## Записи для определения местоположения
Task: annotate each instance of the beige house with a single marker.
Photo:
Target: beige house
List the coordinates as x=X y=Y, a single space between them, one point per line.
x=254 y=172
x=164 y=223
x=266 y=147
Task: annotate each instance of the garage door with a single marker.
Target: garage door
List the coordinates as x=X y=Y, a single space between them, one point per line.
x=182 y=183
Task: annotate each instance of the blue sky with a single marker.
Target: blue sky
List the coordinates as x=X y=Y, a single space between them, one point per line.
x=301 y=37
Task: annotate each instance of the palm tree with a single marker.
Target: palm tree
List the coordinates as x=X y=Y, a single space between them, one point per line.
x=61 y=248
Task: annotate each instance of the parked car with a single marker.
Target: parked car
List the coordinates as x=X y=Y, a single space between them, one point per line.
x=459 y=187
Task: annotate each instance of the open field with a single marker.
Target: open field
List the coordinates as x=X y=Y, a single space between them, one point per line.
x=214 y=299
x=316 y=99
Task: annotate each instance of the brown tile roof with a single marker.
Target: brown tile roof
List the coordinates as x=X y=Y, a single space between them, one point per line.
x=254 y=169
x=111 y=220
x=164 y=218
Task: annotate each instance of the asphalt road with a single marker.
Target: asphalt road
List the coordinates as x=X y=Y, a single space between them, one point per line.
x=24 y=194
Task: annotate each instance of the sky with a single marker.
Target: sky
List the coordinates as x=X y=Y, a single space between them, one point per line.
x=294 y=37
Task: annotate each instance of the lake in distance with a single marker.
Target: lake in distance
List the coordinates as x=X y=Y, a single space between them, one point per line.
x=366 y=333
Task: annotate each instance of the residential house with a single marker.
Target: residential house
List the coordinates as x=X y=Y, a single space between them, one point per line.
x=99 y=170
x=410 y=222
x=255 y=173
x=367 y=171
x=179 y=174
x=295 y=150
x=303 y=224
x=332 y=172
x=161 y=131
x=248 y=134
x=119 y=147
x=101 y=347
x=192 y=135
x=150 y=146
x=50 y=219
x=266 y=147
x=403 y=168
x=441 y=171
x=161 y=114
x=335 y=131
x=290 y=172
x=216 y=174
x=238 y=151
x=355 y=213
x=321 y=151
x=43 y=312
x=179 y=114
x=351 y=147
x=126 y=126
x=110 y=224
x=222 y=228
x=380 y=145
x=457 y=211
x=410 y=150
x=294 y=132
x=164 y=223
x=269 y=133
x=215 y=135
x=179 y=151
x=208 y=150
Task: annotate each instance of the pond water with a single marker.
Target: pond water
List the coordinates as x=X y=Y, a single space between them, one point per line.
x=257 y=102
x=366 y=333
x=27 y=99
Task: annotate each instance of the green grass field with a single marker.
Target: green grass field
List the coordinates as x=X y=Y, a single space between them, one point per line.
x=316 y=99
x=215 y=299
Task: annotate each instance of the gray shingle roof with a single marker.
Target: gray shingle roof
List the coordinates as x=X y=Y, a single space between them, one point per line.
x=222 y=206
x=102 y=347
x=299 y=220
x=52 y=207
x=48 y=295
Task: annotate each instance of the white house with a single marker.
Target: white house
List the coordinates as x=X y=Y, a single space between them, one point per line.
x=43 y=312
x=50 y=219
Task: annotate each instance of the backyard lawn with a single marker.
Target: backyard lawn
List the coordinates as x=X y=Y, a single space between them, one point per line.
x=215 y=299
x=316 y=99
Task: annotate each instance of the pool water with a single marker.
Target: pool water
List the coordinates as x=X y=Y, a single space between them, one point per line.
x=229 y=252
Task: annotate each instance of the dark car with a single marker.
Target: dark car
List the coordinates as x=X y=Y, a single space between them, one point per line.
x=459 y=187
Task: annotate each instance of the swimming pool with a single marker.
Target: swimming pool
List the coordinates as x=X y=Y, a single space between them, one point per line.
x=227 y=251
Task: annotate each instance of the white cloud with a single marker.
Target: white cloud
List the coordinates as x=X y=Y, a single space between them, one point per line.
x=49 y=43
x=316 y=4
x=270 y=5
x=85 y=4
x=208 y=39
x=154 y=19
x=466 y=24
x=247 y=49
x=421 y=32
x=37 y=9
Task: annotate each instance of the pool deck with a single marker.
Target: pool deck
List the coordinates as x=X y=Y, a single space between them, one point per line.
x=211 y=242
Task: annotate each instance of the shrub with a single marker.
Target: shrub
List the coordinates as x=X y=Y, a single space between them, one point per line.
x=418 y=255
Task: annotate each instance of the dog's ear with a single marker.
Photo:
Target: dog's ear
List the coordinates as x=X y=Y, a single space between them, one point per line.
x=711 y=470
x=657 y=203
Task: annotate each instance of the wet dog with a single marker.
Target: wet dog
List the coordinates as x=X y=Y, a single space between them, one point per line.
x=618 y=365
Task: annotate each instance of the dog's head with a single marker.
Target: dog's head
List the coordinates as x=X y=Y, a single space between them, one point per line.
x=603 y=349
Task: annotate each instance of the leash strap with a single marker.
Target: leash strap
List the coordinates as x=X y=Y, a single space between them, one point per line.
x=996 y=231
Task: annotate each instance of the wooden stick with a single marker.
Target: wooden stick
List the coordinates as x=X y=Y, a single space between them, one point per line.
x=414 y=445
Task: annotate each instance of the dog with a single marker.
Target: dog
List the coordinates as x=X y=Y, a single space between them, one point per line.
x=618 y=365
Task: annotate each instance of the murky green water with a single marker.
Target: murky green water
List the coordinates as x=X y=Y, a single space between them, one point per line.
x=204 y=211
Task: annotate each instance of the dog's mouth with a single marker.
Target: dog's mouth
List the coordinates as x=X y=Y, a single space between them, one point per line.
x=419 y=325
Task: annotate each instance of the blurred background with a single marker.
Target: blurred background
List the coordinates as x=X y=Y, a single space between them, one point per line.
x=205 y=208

## ЧТО СДЕЛАТЬ
Повторите без изменений строки начиная с той, где есть «Task: annotate each instance of the dog's mouth», и до самой последней строки списка, включая обе.

## ОТВЕТ НА ЗАДАНИЕ
Task: annotate each instance of the dog's mouth with a single marker.
Target: dog's mouth
List the coordinates as x=X y=Y, a single space between them, one point per line.
x=419 y=325
Task: annotate each instance of the blurred background with a single marker.
Target: blurred background
List the coordinates as x=X y=Y, a single space between them, one point per line.
x=205 y=208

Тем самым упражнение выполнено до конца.